We've done recent work on using a transformer to generate fake cyber threat intelligence (CTI) and found that a set of cybersecurity experts could not reliably distinguish the fake CTI examples from real ones.
Priyanka Ranade, Aritran Piplai, Sudip Mittal, Anupam Joshi, and Tim Finin, Generating Fake Cyber Threat Intelligence Using Transformer-Based Models, Int. Joint Conf. on Neural Networks, IEEE, 2021. https://ebiq.org/p/969
The sad thing is that often there's an equal mental effort to read GPT articles and the real ones. It's as if people are trying to make their papers as incomprehensible as possible.
Nah--If you're publishing in Nature, you're already well beyond that game.
The incomprehensibility comes from the fact that abstracts (and particularly NPG abstracts) are trying to do many things at once--and all in 200 words. In theory, the abstract should describe why your work is of broad general interest (so Nature's editors will publish it), while explaining the specific scientific question and answer(!) to a specialist audience of often-picky, sometimes-hostile peer reviewers, and conforming to a fairly specific style that doesn't reference the rest of the paper.
It's tough to do well, and even moreso for non-native English speakers.
Pretty easy, even in hard mode, and not due to any knowledge of the subject matter. I'm 15 - 0 so far.
I kept seeing certain types of grammatical error, such as constructs like "... and foo, despite foo, so..." or "with foo, but not foo..." where foo is the exact same word or phase appearing twice in a sentence.
I also kept seeing sentences with two clauses that should have agreed in number or tense but did not.
"This study presents the phylogenetic characterization of the beak and beak of beak whales; it is suggested that the beak and beak-toed beaks share common cranial bones, providing support for the idea that beaks are a new species of eutriconodont mammal."

(Data entries)
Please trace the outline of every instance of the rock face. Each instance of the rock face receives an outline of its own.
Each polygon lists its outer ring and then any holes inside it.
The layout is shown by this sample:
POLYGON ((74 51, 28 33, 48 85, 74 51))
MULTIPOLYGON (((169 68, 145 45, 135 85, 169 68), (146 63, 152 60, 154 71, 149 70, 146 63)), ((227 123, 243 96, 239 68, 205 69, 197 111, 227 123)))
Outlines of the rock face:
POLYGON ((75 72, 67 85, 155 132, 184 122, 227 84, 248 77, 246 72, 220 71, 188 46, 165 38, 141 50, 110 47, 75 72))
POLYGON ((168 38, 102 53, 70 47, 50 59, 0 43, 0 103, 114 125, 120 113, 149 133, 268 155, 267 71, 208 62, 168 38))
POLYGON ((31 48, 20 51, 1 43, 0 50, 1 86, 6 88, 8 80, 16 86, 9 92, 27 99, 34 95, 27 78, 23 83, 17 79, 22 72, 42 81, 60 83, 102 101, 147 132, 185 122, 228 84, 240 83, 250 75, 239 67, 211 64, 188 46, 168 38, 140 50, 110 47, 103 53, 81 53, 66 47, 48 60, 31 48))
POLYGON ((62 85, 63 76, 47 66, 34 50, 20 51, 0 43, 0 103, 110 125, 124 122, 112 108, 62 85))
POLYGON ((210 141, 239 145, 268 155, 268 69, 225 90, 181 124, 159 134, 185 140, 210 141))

To do ::
a. Copy the part of the forum thread about fake generated text from "Nah--If you're publishing" to "non-native English speakers.".
b. Go on with the forum thread about telling machine-written text from real writing, starting after its last sentence.

Outputs in order ::
a.
Nah--If you're publishing in Nature, you're already well beyond that game.
The incomprehensibility comes from the fact that abstracts (and particularly NPG abstracts) are trying to do many things at once--and all in 200 words. In theory, the abstract should describe why your work is of broad general interest (so Nature's editors will publish it), while explaining the specific scientific question and answer(!) to a specialist audience of often-picky, sometimes-hostile peer reviewers, and conforming to a fairly specific style that doesn't reference the rest of the paper.
It's tough to do well, and even moreso for non-native English speakers.

b.
Is it repeating itself because the corpus is too small? 10,000 papers seems like rather a small corpus. How large a training corpus would normally be used in GPT-2 work?
[I know nothing - I'm pretty ignorant about practical ML]
I found it relatively easy to spot the fakes, but the titles on some of them were pretty good and made me wish they were real. Like reading science journals from a whimsical fantasy universe.
Some of my favorites: "A new onset of primeval black magic in magic-ring crystals"
"The genetic network for moderate religiosity in one thousand bespectacled twins"
"Thermal vestige of the '70s and '00s disco ball trend"
It seems some of the fake ones could easily have been real (e.g. the one about the 3d structure of bound Ach receptor) . I guess the brevity of the text helps to make it make sense and to make it indistinguishable
Not hard at all. The fake ones doesn't make any sense from an English perspective. Looks like someone just picked the next word on a SwiftKey keyboard or something. "this word fits here... Right?"
I wish there was a version of this for computer science. We don't have a broad flagship journal like Nature, so maybe it would need to be trained on a collection of IEEE and ACM venues.
The major tell of these systems is writing something coherent over a span larger than a few paragraphs, so this is less impressive than it would have been 5 years ago. Still, well done
Presumably when you're a native English speaker and have a broader interest the difficulty goes down a bit.
I like this project very much and would like to see some overall scores, and it might not hurt to allow for a verified result link to detect bragging rather than actual results (not that anybody on HN would ever brag about their score ;) ).
Overall: I'm not worried that generated papers will swamp the publications any day soon but for spam/click farms this must be a godsend and for sure it will cause trouble for search engines to classify real content from generated content.